§ 課題 a
以下の映画鑑賞のまとめに関する抜粋によると、16年の劇場鑑賞作品は合計何本でしたか。

****************************************

昨年はEpisode7、今年はROGUE ONEと、同じように年末にSW作品を観て一年の映画鑑賞の〆となりました。
個人的恒例の鑑賞のまとめを。
16年の劇場鑑賞作品は合計18本。
前後篇タイトルが2作品あったので正味16本となりました。
近年で一番少ない劇場鑑賞となります。
しかし、劇場へ足を運んだ回数は毎年の鑑賞回数と変わりません。
今年は複数の作品を何度も劇場へ観に行きました。
その結果、新作劇場鑑賞数が激減した訳です。
誰もが言ってるように、今年は映画の当たり年。
特に日本映画は大豊作。
更にはアニメーション映画という分け方をすれば、今年は1984年のアニメーション映画のカンブリア爆発期に匹敵するエポックメイキングな年でした。
てな訳で、記憶に残った作品を順位不動でつらつらと挙げてみませう。
『ちはやふる』上の句・下の句
映画当たり年の前半を代表する青春スポーツ物の傑作。
エンターテイメント性や映画ならではの演出や手法などのバランスでは、今年いちばんまとまってる作品ではないかな。
『アイアムアヒーロー』
個人的にすきだなぁ、コレ。

****************************************

§ 課題 b
以下のエントリについて、「of the yellow」を含む行からエントリの最終行までを、両端の行も含めてJSONの文字列リストとして整えてください。1行を1つの文字列とし、空行は除いてください。

§ 保存されたエントリ

****************************************

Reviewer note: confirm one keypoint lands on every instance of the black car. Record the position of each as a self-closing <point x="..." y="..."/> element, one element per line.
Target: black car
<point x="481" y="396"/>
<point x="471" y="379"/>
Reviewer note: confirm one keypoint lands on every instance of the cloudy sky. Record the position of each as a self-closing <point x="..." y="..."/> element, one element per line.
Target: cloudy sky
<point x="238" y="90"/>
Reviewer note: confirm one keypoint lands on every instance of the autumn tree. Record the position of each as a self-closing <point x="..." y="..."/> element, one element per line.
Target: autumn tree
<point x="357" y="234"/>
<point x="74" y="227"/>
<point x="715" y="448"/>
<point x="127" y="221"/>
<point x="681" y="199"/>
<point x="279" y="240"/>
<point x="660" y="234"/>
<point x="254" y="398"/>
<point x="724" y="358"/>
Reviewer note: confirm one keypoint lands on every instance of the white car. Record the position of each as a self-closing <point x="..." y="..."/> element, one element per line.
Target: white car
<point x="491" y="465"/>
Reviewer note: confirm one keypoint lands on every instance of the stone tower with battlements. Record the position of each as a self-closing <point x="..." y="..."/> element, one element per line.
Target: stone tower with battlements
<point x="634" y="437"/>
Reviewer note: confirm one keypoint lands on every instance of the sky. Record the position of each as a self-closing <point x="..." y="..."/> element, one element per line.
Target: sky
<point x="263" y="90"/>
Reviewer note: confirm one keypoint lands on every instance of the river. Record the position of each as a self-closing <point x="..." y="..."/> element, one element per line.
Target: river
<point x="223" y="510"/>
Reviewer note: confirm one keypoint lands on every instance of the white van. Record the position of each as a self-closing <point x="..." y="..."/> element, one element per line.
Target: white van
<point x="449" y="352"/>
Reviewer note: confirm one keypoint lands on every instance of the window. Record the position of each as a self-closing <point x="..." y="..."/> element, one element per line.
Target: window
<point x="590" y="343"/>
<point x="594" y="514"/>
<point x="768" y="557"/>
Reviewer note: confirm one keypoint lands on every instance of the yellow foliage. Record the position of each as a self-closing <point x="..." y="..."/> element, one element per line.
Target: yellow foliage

****************************************

§ 最終結果 a
合計18本です。

§ 最終結果 b
[
  "Reviewer note: confirm one keypoint lands on every instance of the yellow foliage. Record the position of each as a self-closing <point x=\"...\" y=\"...\"/> element, one element per line.",
  "Target: yellow foliage"
]